Scan the records for the string "below", then copy each line that has it.

**Extracted records**

=== Begin Enclosure ===

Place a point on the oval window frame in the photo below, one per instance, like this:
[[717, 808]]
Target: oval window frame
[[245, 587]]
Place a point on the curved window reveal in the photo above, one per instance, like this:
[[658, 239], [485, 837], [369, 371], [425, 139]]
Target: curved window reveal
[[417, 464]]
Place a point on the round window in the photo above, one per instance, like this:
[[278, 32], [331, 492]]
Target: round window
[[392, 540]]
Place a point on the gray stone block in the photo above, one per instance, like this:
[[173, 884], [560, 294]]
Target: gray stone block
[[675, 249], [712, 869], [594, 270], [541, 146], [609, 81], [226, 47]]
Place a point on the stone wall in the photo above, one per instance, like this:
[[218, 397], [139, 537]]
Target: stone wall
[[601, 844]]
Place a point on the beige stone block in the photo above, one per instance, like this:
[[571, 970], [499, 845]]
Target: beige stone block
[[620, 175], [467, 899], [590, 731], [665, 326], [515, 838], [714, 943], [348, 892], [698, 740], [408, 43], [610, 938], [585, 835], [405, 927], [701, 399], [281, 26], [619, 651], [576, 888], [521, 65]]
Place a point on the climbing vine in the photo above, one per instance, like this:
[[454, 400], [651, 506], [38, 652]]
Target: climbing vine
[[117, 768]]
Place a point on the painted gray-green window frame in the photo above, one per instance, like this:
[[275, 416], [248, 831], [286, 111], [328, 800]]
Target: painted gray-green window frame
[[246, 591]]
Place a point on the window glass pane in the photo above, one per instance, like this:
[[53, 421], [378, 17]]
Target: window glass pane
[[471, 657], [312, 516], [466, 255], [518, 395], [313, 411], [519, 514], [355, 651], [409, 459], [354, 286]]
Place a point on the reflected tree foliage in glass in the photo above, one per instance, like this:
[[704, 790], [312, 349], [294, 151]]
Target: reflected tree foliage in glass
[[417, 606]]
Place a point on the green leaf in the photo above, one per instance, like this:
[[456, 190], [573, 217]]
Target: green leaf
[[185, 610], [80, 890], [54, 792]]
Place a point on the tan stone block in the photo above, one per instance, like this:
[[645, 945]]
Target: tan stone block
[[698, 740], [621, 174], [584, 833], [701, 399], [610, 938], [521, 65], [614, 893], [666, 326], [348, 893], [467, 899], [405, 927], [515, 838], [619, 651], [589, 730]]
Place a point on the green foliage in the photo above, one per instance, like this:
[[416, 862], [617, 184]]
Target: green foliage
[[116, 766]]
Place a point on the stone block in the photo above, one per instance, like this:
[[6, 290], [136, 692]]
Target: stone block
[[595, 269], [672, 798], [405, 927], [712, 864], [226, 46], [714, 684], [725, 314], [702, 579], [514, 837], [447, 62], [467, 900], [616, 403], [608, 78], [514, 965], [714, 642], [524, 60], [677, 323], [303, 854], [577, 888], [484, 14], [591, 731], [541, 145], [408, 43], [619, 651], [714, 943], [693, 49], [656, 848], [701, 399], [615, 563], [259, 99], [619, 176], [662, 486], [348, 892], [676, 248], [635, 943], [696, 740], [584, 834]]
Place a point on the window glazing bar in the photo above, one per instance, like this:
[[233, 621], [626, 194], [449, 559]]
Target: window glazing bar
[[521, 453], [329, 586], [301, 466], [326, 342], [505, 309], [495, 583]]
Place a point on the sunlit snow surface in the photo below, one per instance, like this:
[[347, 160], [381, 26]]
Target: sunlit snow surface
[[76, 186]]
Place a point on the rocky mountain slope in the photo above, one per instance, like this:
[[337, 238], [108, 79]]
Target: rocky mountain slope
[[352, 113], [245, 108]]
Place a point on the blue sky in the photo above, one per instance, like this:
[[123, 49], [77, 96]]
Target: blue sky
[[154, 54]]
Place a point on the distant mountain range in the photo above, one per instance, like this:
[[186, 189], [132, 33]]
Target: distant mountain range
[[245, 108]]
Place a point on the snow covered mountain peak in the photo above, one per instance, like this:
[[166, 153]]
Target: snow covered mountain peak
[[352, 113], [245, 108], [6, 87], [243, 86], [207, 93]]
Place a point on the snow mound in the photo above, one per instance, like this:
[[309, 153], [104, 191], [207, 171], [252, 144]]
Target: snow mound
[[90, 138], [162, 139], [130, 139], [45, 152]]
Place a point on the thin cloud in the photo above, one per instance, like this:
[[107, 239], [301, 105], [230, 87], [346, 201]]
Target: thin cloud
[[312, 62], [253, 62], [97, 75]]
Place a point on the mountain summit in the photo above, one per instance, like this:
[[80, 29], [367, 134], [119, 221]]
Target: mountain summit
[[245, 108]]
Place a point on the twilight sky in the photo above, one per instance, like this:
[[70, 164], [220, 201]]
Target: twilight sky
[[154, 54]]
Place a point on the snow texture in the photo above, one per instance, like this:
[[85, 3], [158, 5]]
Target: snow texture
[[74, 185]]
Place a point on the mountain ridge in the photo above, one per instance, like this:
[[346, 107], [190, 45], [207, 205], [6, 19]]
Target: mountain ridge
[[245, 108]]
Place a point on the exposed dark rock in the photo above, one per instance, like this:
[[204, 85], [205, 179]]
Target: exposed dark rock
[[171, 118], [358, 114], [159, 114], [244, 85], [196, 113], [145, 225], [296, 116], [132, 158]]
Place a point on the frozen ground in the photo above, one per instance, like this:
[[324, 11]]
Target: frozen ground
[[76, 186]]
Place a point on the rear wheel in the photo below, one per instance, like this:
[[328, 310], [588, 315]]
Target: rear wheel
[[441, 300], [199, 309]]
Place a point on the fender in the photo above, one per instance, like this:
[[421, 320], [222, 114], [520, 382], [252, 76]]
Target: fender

=== End Enclosure ===

**Exercise answer**
Place a point on the oval window frame in the photo below, one per instance, like this:
Place a point on the sunlit snow surface in the photo below, one per instance, like this:
Place a point on the rear wheel in the photo below, one per instance, like this:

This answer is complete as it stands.